> **To do**
Locate each line in the records that contains the string "cocktail", and copy those lines out. Matching is case-sensitive.

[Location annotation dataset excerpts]
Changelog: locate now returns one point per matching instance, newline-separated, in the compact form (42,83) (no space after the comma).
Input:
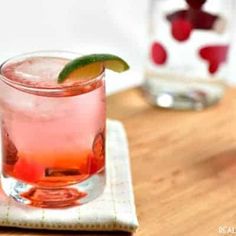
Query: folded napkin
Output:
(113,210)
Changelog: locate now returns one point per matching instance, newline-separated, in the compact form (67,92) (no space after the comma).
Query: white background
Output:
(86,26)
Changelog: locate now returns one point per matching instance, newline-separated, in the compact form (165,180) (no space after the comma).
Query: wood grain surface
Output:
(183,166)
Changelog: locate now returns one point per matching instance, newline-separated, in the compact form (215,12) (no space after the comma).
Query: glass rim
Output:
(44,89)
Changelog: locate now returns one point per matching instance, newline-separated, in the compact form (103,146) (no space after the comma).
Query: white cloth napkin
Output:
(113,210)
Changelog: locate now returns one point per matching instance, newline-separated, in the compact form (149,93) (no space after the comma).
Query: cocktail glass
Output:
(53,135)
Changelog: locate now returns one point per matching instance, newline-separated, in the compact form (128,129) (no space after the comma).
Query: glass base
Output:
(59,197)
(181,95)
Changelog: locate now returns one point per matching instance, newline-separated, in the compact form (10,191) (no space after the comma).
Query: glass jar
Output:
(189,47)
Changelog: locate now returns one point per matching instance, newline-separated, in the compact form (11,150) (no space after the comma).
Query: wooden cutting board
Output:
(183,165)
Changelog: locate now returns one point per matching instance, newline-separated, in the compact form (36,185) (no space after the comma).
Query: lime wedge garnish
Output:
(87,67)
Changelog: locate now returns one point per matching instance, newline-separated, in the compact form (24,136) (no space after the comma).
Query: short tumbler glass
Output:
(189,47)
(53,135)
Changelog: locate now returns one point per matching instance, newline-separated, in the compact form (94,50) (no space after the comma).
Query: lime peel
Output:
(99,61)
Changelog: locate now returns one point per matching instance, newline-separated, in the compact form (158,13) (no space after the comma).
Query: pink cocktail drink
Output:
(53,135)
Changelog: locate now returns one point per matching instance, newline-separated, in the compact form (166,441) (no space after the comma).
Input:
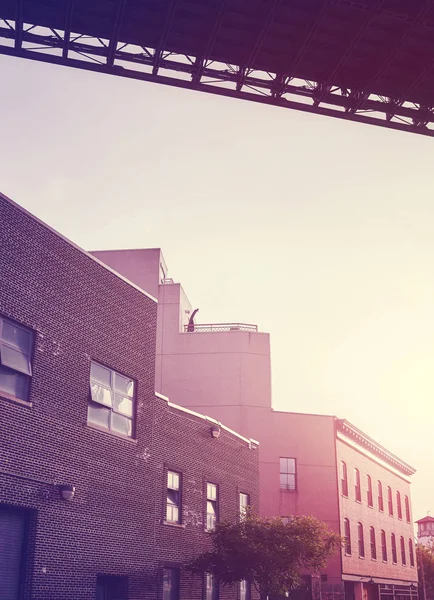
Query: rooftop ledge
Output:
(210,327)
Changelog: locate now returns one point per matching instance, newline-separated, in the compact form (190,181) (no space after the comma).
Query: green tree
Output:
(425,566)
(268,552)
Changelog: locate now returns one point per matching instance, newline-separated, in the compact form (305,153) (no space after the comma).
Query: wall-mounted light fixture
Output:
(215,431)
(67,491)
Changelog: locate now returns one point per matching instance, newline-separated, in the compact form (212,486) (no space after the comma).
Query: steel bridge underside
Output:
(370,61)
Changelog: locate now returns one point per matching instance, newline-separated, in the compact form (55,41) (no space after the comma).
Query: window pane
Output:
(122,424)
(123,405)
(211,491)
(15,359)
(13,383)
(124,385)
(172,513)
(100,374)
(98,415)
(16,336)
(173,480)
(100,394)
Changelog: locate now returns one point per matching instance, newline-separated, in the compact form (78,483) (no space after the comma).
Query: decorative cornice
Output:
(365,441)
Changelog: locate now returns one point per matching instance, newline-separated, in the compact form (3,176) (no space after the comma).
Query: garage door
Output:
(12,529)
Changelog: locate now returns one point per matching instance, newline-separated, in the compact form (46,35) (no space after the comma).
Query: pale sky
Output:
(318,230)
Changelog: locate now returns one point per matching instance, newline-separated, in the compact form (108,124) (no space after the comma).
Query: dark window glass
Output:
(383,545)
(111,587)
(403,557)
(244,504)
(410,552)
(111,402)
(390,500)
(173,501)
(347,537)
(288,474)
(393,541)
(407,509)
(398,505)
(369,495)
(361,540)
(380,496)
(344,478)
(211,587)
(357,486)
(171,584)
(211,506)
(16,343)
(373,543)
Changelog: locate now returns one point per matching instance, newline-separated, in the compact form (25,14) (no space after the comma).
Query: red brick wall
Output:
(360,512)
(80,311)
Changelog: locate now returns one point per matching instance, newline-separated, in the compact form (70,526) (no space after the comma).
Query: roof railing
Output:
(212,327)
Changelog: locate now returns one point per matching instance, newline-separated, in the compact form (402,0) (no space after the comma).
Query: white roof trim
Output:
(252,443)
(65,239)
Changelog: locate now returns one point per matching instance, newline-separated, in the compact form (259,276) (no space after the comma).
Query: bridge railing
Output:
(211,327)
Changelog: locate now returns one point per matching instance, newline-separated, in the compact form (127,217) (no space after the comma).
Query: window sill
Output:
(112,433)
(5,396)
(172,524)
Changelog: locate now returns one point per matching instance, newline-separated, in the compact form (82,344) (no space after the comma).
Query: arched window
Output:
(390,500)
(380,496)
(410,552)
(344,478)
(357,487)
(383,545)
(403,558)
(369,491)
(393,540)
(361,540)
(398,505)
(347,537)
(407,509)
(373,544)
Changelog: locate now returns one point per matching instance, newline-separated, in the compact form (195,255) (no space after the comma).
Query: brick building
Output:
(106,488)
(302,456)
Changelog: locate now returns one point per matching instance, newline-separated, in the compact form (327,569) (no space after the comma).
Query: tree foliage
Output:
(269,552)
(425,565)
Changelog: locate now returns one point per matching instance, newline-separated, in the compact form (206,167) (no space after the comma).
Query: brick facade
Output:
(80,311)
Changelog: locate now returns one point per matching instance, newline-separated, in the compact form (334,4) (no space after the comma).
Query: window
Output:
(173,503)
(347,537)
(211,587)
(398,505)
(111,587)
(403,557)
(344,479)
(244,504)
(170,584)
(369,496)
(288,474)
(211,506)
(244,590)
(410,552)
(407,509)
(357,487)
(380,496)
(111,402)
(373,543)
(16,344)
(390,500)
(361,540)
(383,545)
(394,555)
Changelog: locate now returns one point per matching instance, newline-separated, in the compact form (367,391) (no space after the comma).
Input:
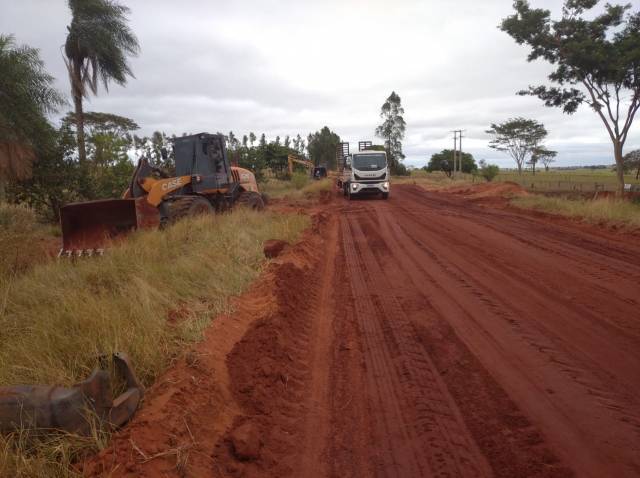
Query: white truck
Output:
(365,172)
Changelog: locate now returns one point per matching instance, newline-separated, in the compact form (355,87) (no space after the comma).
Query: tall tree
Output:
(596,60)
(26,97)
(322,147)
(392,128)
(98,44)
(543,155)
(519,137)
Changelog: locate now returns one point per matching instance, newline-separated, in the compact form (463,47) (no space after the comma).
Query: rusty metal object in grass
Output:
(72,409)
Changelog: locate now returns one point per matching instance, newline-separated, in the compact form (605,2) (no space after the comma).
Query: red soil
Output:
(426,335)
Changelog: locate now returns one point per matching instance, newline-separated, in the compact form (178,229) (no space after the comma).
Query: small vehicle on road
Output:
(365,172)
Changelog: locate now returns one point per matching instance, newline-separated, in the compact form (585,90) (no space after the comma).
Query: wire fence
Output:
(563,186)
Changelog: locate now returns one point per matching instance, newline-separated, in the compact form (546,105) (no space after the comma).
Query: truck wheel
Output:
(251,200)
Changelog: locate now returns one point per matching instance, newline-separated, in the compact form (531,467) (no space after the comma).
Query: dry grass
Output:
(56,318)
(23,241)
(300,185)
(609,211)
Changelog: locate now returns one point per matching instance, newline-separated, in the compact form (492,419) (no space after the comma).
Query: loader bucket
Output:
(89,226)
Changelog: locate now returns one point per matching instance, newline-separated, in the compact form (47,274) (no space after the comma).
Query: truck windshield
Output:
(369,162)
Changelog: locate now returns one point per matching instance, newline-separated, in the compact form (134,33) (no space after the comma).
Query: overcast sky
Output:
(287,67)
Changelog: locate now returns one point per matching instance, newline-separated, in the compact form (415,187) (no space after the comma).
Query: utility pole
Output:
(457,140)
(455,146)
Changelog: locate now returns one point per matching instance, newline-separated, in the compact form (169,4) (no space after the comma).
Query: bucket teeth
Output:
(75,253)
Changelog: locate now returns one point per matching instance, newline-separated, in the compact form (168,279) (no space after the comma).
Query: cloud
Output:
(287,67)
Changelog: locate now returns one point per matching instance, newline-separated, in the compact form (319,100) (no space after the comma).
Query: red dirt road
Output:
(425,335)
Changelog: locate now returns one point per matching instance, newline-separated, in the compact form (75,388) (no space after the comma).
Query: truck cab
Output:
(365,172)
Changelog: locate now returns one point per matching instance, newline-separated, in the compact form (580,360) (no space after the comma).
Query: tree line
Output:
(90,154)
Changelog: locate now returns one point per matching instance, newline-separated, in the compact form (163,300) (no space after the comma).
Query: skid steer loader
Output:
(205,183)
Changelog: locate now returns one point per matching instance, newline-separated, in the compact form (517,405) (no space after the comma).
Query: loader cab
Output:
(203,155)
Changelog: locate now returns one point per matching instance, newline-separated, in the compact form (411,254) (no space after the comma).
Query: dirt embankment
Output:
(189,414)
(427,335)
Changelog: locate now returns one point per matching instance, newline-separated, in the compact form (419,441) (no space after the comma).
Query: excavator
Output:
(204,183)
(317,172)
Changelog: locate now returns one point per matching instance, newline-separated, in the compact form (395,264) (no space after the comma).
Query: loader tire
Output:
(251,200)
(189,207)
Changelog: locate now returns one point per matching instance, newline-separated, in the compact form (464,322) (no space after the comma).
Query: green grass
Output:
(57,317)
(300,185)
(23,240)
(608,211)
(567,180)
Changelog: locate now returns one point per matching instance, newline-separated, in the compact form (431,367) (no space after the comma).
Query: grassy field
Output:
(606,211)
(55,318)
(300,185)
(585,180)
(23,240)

...

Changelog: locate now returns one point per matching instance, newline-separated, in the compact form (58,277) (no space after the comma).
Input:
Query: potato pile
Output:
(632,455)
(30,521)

> **The answer**
Query: cocktail glass
Query: pink cocktail drink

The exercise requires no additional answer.